▶ [Directions for this task]:
Transcribe the records that follow. Keep every word exactly, and drop the pictures.

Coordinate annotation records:
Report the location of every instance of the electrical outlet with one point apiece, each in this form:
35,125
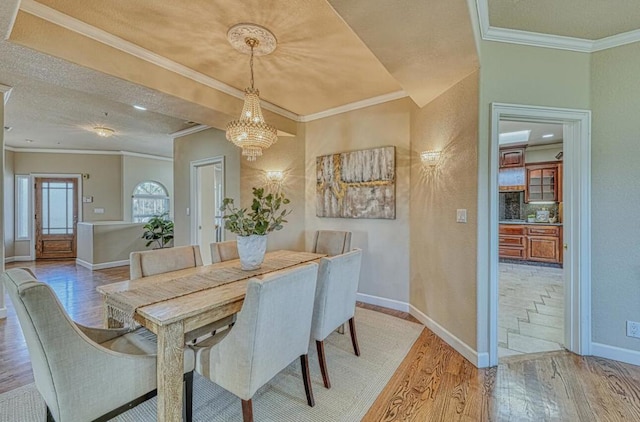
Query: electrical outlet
633,329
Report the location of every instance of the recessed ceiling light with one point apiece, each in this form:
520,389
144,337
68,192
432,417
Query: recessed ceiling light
519,137
104,132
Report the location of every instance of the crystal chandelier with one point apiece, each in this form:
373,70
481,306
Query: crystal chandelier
250,132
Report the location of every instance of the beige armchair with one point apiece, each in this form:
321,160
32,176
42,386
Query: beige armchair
84,373
158,261
224,251
335,302
332,242
272,330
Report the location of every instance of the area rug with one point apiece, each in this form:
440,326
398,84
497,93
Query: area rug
355,382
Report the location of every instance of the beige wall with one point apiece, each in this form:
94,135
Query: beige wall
385,243
9,204
443,252
3,309
197,146
140,169
615,99
519,74
286,155
104,183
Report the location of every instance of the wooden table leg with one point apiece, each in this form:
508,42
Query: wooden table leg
170,372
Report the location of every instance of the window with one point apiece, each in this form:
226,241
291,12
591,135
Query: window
23,214
149,199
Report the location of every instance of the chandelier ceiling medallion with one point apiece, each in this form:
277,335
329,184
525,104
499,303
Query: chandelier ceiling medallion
250,132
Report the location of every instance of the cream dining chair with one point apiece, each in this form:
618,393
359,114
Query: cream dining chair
158,261
332,242
224,251
335,302
83,373
271,331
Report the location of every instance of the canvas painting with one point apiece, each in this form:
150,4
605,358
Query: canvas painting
358,184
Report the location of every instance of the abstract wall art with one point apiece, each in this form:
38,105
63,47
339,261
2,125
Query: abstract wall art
357,184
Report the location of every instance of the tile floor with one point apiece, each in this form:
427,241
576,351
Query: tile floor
531,309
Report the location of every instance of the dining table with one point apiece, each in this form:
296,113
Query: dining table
175,303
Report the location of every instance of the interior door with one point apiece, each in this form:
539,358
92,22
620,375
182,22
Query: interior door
56,214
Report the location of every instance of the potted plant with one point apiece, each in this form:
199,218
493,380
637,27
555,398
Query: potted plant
252,225
158,229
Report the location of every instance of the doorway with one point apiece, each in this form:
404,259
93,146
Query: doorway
576,240
530,231
56,217
207,193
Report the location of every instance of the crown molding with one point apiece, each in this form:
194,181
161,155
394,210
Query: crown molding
6,92
51,15
535,39
617,40
355,106
189,131
87,152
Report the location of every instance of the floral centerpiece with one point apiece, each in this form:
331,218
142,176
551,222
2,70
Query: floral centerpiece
252,225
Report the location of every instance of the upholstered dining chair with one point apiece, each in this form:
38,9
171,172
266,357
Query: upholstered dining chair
224,251
158,261
271,331
83,373
332,242
335,302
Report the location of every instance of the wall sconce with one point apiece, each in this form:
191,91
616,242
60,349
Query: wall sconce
430,158
275,176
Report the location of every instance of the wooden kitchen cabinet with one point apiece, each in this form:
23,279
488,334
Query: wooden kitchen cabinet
530,242
511,157
542,182
512,241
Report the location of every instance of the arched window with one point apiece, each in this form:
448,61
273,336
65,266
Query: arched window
149,199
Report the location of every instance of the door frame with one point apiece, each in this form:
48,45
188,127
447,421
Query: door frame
577,219
193,179
32,199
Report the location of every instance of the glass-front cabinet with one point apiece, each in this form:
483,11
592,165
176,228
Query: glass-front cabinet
542,183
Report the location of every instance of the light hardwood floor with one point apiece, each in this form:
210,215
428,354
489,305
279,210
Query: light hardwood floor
434,383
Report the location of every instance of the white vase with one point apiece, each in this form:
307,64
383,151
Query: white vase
251,250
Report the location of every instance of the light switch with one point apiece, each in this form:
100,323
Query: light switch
461,216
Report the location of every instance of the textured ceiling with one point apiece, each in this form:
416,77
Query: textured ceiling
537,130
319,62
427,45
65,78
591,19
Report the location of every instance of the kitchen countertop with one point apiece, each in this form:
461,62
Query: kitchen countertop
524,222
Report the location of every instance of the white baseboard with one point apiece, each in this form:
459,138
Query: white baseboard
102,265
382,301
17,259
453,341
615,353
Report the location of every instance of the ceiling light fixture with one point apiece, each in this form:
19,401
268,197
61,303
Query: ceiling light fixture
104,132
250,132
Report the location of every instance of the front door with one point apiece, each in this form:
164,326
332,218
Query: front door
56,217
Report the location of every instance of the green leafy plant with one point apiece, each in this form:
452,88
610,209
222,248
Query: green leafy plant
263,217
159,229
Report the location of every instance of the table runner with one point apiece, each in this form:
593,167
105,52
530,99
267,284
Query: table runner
121,306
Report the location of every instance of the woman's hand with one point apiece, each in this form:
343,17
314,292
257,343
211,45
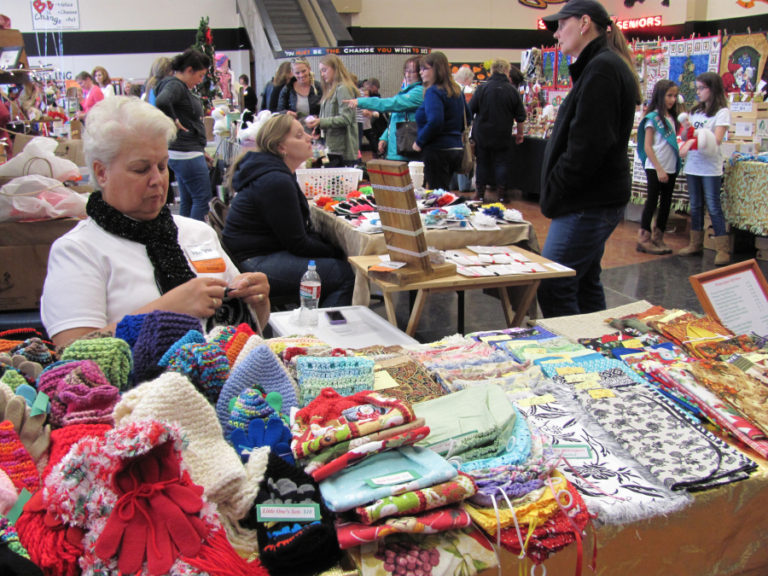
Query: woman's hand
199,297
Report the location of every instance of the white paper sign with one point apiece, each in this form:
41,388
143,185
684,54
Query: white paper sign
55,14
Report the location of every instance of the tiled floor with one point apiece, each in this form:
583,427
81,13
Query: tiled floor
627,276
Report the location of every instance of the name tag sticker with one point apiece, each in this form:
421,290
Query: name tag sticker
288,512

▶ [Written response]:
Report the location of every instance of the electrical outlet with one point apiece, each in this form:
35,125
Query: electrical outlet
633,329
Report the location of every instance of the recessed ceiling light with one point apiece, each in this form:
520,389
144,337
68,192
432,417
Query: recessed ceiling light
519,137
104,132
Report the location of every instance of the crystal chandelier with one point apiece, each in this form:
373,70
481,306
Query: crystal chandelier
250,132
Report the location of every instance of the beige armchair with one point apiece, each in this form:
321,160
32,176
42,386
Query: beige armchair
84,373
158,261
224,251
335,302
332,242
272,330
Report the location of every instance of the area rug with one point apiece, each in this form:
440,326
398,84
497,93
Query: area rug
355,382
Report the location of every instance of the beige wall with one point apiece, each in this form:
94,135
Query: beige wall
385,243
9,204
443,252
3,309
197,146
140,169
615,99
519,74
286,155
104,183
Report the location of every instance of the wooden table leg with one point apiece, each in this form:
508,42
Query: wooden table leg
170,372
Report the location of every instance of the window with one point apiece, each in this form:
226,241
291,12
591,135
Query: window
23,214
149,199
Report the location of every instance of the chandelier ceiling medallion with one point apiece, each in this form:
277,335
329,184
525,104
499,303
Query: chandelier ceiling medallion
250,132
Report the location of every instance of the cream dining chair with one point apiece, each in this form:
618,393
359,114
Query: cream dining chair
158,261
332,242
224,251
335,302
83,373
271,331
Report the location of every instance of the canvas painting with one point apiece, each in this form:
150,4
605,358
Query: canvas painting
358,184
Report the location of every instance of the abstract wall art with one point apiece, each in this form:
38,105
63,47
339,261
2,125
Query: abstract wall art
357,184
Report the location of every instance of the tile floor with one point apiece, each in this form:
427,241
576,351
Query: tile floor
531,309
Report the location of every instance of the dining table with one point apiece, each in this form:
296,113
Query: dining table
175,303
Report the location of every instance of the interior door with one point apiece, each in this form:
539,358
92,22
620,375
182,22
Query: interior door
56,214
Report the location of every instance of the potted plant with one point apiece, each in this form:
199,218
493,380
637,27
555,398
Query: potted plant
252,225
158,229
Report the location of every instance of the doorway with one point apiece, each in this form:
404,259
93,146
Query: doorway
576,240
530,231
56,217
207,193
Report the location of every instance of the crown molding with one point apiece, each in this form:
194,181
161,155
394,210
Query: crown molding
6,92
51,15
535,39
617,40
355,106
189,131
87,152
Report the location of every instance of the floral centerpiece with one point apiece, each in this form:
331,218
142,176
551,222
2,70
Query: floral centerpiece
252,225
Report the location of every instance of the upholstered dining chair with one point apiece, each in this form:
38,9
171,172
266,357
Query: upholstered dining chair
224,251
158,261
271,331
83,373
332,242
335,302
Report the location of every instance of the wall sconce with one point apiece, each in this form:
191,91
616,242
60,349
Query: wall sconce
430,158
275,176
Report the location of every instance of the wooden kitchen cabinet with one point apiece, each in this form:
23,279
488,334
Query: wooden kitchen cabinet
530,242
511,157
542,182
512,241
Report the location of every instance of the arched window with one point apiece, each in this form:
448,61
273,336
65,266
Query: arched window
149,199
Report the location of every instance of the door frame with one point apiece, each in this form:
48,45
188,127
447,421
Query: door frame
577,219
193,179
32,199
Report the location of every instance of the glass-front cabinet with one point apiece, each in this form:
483,11
592,165
176,228
Query: glass-front cabinet
542,183
Report the location of every instance of the light hardwood floor with one point apiece, each in this form:
210,215
428,354
489,305
279,210
Query: light hardwood floor
434,383
Report the location of every instance of the white vase with one point apiece, each in this form:
307,64
383,151
Query: white vase
251,250
Report the location of every instance of the light switch with one point apiece, each in this form:
100,323
Query: light switch
461,216
Report the location of every instance of the textured ceiling with one point apiece, each in this form:
416,77
Query: textured ceiling
537,130
319,62
427,45
65,78
591,19
Report the location of every instance of the kitchen countertop with one point apiece, each in this form:
461,62
Query: kitchen countertop
524,222
Report the location of every instance of the white baseboard with one point apiece, each in this form:
459,138
Query: white baseboard
102,265
382,301
17,259
453,341
615,353
Report the location of every instance of the ceiling light fixture with one point apiece, each in this form:
19,401
268,197
61,303
Query: ceiling light fixture
104,132
250,132
Report the location of every instance of the front door with one point apiece, each in this form:
164,326
332,218
Query: front door
56,217
Report the location of every instance of the green leafy plant with one point apiece, each in this form:
452,88
610,209
222,248
Query: green leafy plant
263,217
159,229
Report the location of every instance of the table runner with one point apiece, each in this form:
593,167
105,52
530,99
267,284
Query: table runner
121,306
Report the location of every instance of the woman's hand with one point apiece, each in this form:
343,17
314,292
257,343
211,45
Query: woman's hand
199,297
Report the location of every instance of the white paper sign with one point apiece, each in this form:
41,388
143,185
684,54
Query: white paper sign
55,14
Report the location of every instance of the tiled floor with one point apiece, each in this form:
583,427
81,13
Query: tiled floor
627,276
Report the location of every instance of the name tag sticker with one point apiece, each in this form:
421,290
Query: name tag sticker
288,512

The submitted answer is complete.